Recorded data —
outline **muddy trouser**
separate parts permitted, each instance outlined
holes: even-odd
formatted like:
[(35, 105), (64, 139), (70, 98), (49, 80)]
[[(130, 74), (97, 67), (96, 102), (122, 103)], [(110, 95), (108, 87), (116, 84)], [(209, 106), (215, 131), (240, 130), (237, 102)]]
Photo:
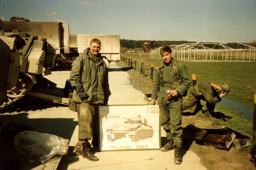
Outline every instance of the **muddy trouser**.
[(77, 104), (78, 140), (90, 140), (97, 130), (99, 105), (81, 103)]
[(174, 145), (181, 147), (182, 143), (182, 96), (167, 99), (166, 94), (158, 94), (161, 126), (166, 132), (168, 140), (173, 140)]

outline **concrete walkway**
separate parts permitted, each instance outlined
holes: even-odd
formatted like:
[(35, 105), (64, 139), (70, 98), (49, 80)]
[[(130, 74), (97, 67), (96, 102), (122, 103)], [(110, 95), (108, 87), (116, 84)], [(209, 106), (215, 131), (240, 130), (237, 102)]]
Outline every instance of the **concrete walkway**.
[[(109, 82), (112, 95), (109, 105), (130, 105), (132, 107), (132, 105), (148, 104), (144, 94), (131, 85), (127, 72), (114, 65), (110, 65), (110, 68)], [(70, 71), (52, 73), (45, 77), (56, 83), (57, 87), (64, 88)], [(206, 169), (201, 163), (200, 158), (189, 150), (184, 153), (183, 162), (180, 165), (173, 163), (174, 150), (163, 152), (160, 150), (99, 152), (93, 148), (93, 152), (99, 160), (90, 161), (73, 153), (78, 141), (77, 117), (76, 112), (70, 110), (68, 107), (49, 105), (34, 110), (4, 113), (0, 115), (0, 120), (3, 121), (3, 125), (8, 122), (31, 125), (34, 131), (54, 134), (70, 140), (67, 154), (62, 156), (56, 155), (45, 164), (39, 162), (35, 157), (33, 158), (34, 163), (28, 163), (27, 159), (31, 158), (21, 156), (23, 158), (21, 161), (23, 161), (22, 169)], [(162, 129), (161, 136), (162, 145), (164, 145), (167, 141)]]

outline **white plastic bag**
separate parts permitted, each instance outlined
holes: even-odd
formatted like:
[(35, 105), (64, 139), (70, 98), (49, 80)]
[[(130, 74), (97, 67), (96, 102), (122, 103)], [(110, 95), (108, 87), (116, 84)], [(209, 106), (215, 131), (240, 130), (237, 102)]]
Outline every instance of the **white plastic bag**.
[(69, 140), (54, 135), (24, 131), (14, 138), (14, 146), (18, 151), (30, 156), (36, 156), (43, 163), (55, 154), (68, 153)]

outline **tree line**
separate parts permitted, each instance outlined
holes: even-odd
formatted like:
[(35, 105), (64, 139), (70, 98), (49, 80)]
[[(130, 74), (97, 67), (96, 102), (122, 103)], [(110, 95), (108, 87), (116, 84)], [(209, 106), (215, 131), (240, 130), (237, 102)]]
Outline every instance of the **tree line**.
[[(120, 45), (121, 45), (121, 51), (122, 52), (125, 52), (128, 50), (133, 49), (141, 51), (142, 50), (142, 45), (143, 42), (146, 41), (152, 41), (149, 40), (128, 40), (126, 39), (121, 39), (120, 40)], [(196, 42), (195, 41), (155, 41), (155, 48), (157, 48), (161, 47), (165, 45), (181, 45), (185, 43), (195, 43)], [(249, 43), (243, 43), (245, 44), (256, 47), (256, 41), (254, 41), (252, 42)], [(238, 45), (237, 44), (233, 42), (229, 42), (224, 45), (234, 49), (243, 48), (243, 46), (241, 44)], [(213, 47), (210, 47), (213, 45), (209, 44), (205, 45), (209, 48)]]
[[(122, 47), (129, 49), (141, 48), (143, 42), (146, 41), (152, 41), (150, 40), (133, 40), (126, 39), (121, 39), (120, 45)], [(155, 41), (155, 48), (162, 47), (165, 45), (172, 44), (180, 45), (184, 43), (193, 43), (195, 42), (187, 41)]]

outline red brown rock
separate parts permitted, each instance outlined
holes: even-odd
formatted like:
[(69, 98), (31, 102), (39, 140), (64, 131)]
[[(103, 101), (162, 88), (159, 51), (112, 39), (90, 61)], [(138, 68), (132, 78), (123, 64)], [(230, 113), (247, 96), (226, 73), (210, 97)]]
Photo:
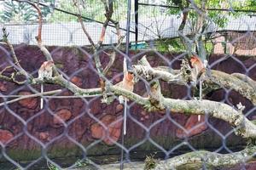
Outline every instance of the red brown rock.
[(118, 141), (121, 134), (122, 122), (117, 121), (112, 115), (106, 115), (101, 122), (107, 127), (105, 129), (101, 124), (94, 123), (90, 127), (91, 135), (95, 139), (102, 139), (107, 144), (112, 145)]
[(0, 91), (1, 92), (6, 92), (7, 87), (4, 82), (0, 82)]
[[(31, 95), (32, 94), (31, 92), (20, 92), (19, 95)], [(37, 98), (27, 98), (25, 99), (21, 99), (18, 102), (21, 106), (26, 107), (27, 109), (35, 109), (38, 105), (38, 99)]]
[(48, 132), (41, 132), (39, 133), (39, 139), (41, 140), (49, 140), (49, 133)]
[(62, 119), (63, 122), (67, 122), (72, 116), (71, 111), (67, 109), (61, 109), (58, 110), (55, 115), (58, 116), (58, 118), (55, 116), (54, 117), (53, 122), (55, 125), (62, 125), (60, 119)]
[(14, 138), (14, 134), (8, 131), (0, 129), (0, 142), (3, 144), (7, 144), (11, 139)]
[(206, 123), (202, 123), (204, 122), (205, 122), (205, 116), (201, 116), (200, 122), (198, 122), (198, 116), (190, 116), (189, 118), (187, 120), (184, 127), (188, 133), (186, 133), (181, 128), (178, 128), (177, 130), (176, 130), (176, 136), (179, 139), (183, 139), (186, 137), (191, 137), (201, 133), (208, 128)]
[(118, 113), (118, 112), (123, 110), (123, 109), (124, 109), (123, 105), (119, 104), (119, 105), (117, 105), (117, 106), (116, 106), (116, 108), (115, 108), (115, 112)]
[(82, 85), (83, 85), (83, 81), (81, 78), (78, 77), (78, 76), (73, 76), (72, 79), (71, 79), (71, 82), (73, 83), (74, 83), (75, 85), (77, 85), (78, 87), (81, 88)]

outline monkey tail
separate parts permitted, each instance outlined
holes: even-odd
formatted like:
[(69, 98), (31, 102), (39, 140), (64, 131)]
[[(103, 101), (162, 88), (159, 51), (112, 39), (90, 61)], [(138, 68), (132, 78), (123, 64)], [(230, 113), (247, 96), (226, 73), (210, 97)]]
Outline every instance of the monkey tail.
[(127, 128), (127, 99), (125, 98), (125, 104), (124, 104), (124, 135), (126, 134), (126, 128)]
[[(41, 84), (41, 94), (44, 93), (44, 84)], [(44, 108), (44, 99), (41, 97), (40, 99), (40, 109)]]
[[(199, 100), (202, 99), (202, 80), (199, 79)], [(201, 120), (201, 115), (198, 116), (198, 122)]]

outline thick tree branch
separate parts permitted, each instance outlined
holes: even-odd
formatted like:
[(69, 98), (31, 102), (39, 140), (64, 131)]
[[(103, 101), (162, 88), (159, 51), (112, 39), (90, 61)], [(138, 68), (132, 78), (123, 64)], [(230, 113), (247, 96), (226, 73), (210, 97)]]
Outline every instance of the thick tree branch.
[(218, 154), (210, 151), (193, 151), (173, 158), (156, 162), (154, 169), (207, 169), (230, 167), (240, 163), (247, 162), (253, 159), (256, 146), (251, 146), (241, 151), (231, 154)]

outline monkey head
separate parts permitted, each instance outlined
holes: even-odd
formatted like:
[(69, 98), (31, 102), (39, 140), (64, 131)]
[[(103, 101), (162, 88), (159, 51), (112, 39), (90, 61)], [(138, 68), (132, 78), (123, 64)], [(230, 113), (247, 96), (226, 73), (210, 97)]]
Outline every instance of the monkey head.
[(134, 74), (131, 71), (128, 71), (127, 73), (127, 80), (128, 81), (133, 81), (134, 78)]
[(190, 63), (191, 65), (193, 65), (194, 63), (196, 63), (198, 61), (201, 61), (200, 59), (198, 57), (196, 57), (195, 55), (193, 55), (191, 58), (190, 58)]

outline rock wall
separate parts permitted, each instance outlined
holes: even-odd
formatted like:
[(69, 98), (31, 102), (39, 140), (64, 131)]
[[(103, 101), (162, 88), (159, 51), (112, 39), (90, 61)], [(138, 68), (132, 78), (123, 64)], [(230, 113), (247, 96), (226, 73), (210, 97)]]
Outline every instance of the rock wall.
[[(2, 47), (3, 48), (0, 49), (0, 70), (9, 65), (9, 61), (11, 60), (10, 56), (3, 50), (8, 51), (8, 48)], [(84, 88), (99, 86), (93, 60), (88, 54), (90, 52), (86, 52), (89, 50), (75, 47), (49, 47), (49, 48), (57, 67), (70, 78), (70, 81)], [(44, 61), (40, 50), (34, 46), (21, 44), (15, 46), (15, 52), (23, 68), (37, 76), (38, 69)], [(177, 54), (163, 54), (160, 56), (155, 52), (132, 51), (131, 53), (133, 62), (147, 54), (152, 66), (167, 65), (166, 61), (170, 61), (172, 68), (178, 69), (181, 63), (181, 58)], [(102, 53), (101, 58), (103, 65), (106, 65), (108, 60), (108, 55)], [(247, 73), (251, 78), (256, 80), (256, 67), (252, 66), (256, 63), (255, 58), (236, 56), (224, 59), (224, 57), (221, 55), (212, 55), (210, 64), (213, 64), (212, 69), (228, 73)], [(218, 60), (219, 62), (217, 62)], [(113, 82), (121, 81), (119, 73), (122, 71), (122, 62), (123, 56), (119, 54), (113, 67), (108, 73), (108, 77)], [(7, 71), (7, 73), (11, 72), (12, 69)], [(188, 89), (184, 86), (161, 82), (161, 88), (166, 97), (190, 99), (187, 93)], [(44, 85), (45, 91), (58, 88), (60, 87), (56, 85)], [(0, 81), (1, 95), (30, 94), (39, 89), (39, 86), (17, 86)], [(136, 85), (135, 93), (145, 95), (145, 86), (142, 82)], [(73, 94), (63, 89), (58, 95)], [(256, 111), (253, 110), (253, 105), (236, 92), (221, 89), (208, 94), (207, 99), (234, 105), (241, 102), (246, 105), (244, 111), (247, 114), (247, 117), (255, 119)], [(0, 102), (3, 99), (0, 98)], [(44, 110), (40, 110), (38, 98), (23, 99), (0, 108), (0, 141), (6, 144), (6, 153), (12, 159), (26, 161), (40, 157), (39, 143), (45, 144), (47, 155), (55, 158), (81, 156), (83, 147), (86, 149), (87, 155), (90, 156), (120, 153), (120, 147), (115, 144), (115, 142), (121, 143), (123, 106), (117, 100), (108, 105), (102, 104), (101, 98), (98, 97), (50, 98), (45, 99), (44, 103)], [(172, 113), (170, 116), (166, 116), (165, 111), (148, 113), (140, 105), (132, 102), (129, 104), (128, 132), (125, 138), (125, 144), (126, 148), (131, 149), (131, 159), (143, 157), (154, 151), (158, 151), (161, 156), (163, 149), (169, 150), (183, 141), (186, 136), (189, 137), (188, 142), (190, 146), (195, 149), (210, 150), (219, 149), (223, 144), (223, 137), (220, 133), (225, 136), (224, 143), (231, 150), (239, 150), (244, 144), (241, 138), (230, 133), (232, 128), (223, 121), (209, 118), (208, 124), (206, 124), (203, 116), (198, 122), (197, 116), (187, 116), (178, 113)], [(197, 126), (195, 127), (195, 125)], [(190, 133), (185, 133), (180, 128), (181, 126), (190, 130)], [(155, 144), (147, 139), (147, 136)], [(184, 145), (174, 150), (170, 156), (188, 150), (191, 150), (191, 147)], [(224, 149), (223, 151), (227, 150)]]

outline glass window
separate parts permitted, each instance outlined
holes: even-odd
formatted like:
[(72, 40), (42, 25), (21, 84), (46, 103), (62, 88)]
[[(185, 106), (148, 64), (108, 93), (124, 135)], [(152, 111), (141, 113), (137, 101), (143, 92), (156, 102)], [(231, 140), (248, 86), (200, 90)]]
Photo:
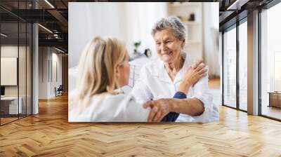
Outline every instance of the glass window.
[(223, 104), (236, 107), (236, 28), (223, 34)]
[(261, 18), (261, 114), (281, 119), (281, 3)]
[(247, 25), (239, 25), (239, 108), (247, 110)]

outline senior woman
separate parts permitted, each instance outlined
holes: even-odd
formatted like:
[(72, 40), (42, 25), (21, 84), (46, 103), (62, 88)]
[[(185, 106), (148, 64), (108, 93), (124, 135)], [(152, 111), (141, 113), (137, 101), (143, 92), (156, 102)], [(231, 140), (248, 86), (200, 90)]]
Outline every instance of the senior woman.
[(151, 107), (148, 121), (160, 121), (171, 112), (179, 114), (176, 121), (212, 120), (213, 98), (208, 88), (207, 75), (197, 82), (184, 82), (189, 87), (185, 93), (186, 99), (169, 99), (178, 90), (183, 80), (188, 80), (183, 78), (185, 71), (196, 64), (183, 51), (186, 32), (185, 25), (174, 16), (162, 18), (152, 28), (152, 35), (159, 58), (142, 67), (132, 91), (137, 101), (146, 102), (145, 108)]

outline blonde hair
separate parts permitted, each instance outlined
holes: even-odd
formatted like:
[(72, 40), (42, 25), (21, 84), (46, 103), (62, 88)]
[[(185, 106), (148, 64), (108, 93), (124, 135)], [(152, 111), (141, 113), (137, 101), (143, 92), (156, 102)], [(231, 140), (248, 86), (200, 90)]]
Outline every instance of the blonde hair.
[(115, 38), (94, 38), (79, 60), (74, 102), (86, 105), (91, 98), (104, 93), (115, 94), (118, 87), (115, 69), (126, 58), (124, 43)]

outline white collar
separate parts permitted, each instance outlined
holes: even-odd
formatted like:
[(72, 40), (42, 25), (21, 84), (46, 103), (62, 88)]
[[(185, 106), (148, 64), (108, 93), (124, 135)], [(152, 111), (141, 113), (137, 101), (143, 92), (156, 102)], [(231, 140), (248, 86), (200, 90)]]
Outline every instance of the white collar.
[[(185, 74), (188, 67), (191, 67), (193, 64), (192, 59), (190, 57), (190, 56), (188, 56), (188, 57), (187, 57), (188, 55), (186, 54), (186, 53), (181, 53), (181, 55), (183, 57), (185, 61), (183, 62), (183, 67), (176, 74), (173, 83), (176, 83), (178, 81), (181, 81), (183, 75)], [(156, 66), (155, 67), (154, 69), (155, 71), (152, 72), (152, 74), (154, 74), (155, 76), (158, 77), (159, 80), (162, 81), (171, 83), (171, 78), (165, 69), (164, 62), (159, 58), (158, 58), (156, 60), (155, 64)]]

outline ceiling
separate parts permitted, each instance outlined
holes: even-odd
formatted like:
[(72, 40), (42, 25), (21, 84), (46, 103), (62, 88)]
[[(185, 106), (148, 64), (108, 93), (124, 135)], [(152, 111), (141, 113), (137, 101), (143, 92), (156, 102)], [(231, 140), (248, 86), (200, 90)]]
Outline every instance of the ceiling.
[[(28, 22), (38, 22), (51, 32), (43, 27), (39, 27), (39, 46), (57, 46), (67, 51), (68, 2), (82, 1), (107, 1), (33, 0), (32, 4), (32, 0), (1, 0), (1, 22), (10, 23), (5, 24), (3, 27), (10, 28), (11, 32), (16, 32), (15, 29), (16, 28), (13, 26), (15, 25), (13, 25), (13, 22), (17, 22), (18, 20)], [(247, 16), (247, 12), (258, 7), (262, 7), (272, 0), (190, 0), (188, 1), (219, 2), (219, 25), (220, 30), (221, 30), (233, 25), (237, 19), (237, 17), (243, 18)], [(237, 16), (238, 14), (239, 16)], [(20, 36), (21, 36), (21, 32)]]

Exercise description — Reproduce verbatim everything in the records above, from the line containing "outline ceiling" down to the end of the records.

Reply to the exercise —
outline ceiling
separate parts permitted, each instance outlined
holes: even-odd
formatted like:
[(72, 40), (42, 25), (21, 84), (46, 103), (62, 88)]
[[(185, 106), (148, 64), (108, 93), (124, 135)], [(152, 111), (141, 113), (137, 101), (143, 92), (156, 102)], [(231, 140), (248, 86), (200, 90)]]
Outline every instance of the ceiling.
[[(28, 22), (38, 22), (51, 32), (43, 27), (39, 27), (39, 46), (57, 46), (67, 51), (68, 2), (82, 1), (107, 1), (33, 0), (32, 4), (32, 0), (1, 0), (1, 22), (10, 23), (5, 24), (3, 27), (10, 28), (11, 32), (16, 32), (15, 29), (16, 28), (13, 26), (15, 25), (13, 25), (13, 22), (17, 22), (18, 20)], [(247, 16), (247, 12), (258, 7), (262, 7), (272, 0), (190, 0), (188, 1), (219, 2), (219, 25), (220, 30), (221, 30), (233, 25), (237, 19), (237, 17), (243, 18)], [(237, 16), (238, 14), (239, 16)], [(20, 36), (21, 36), (21, 32)]]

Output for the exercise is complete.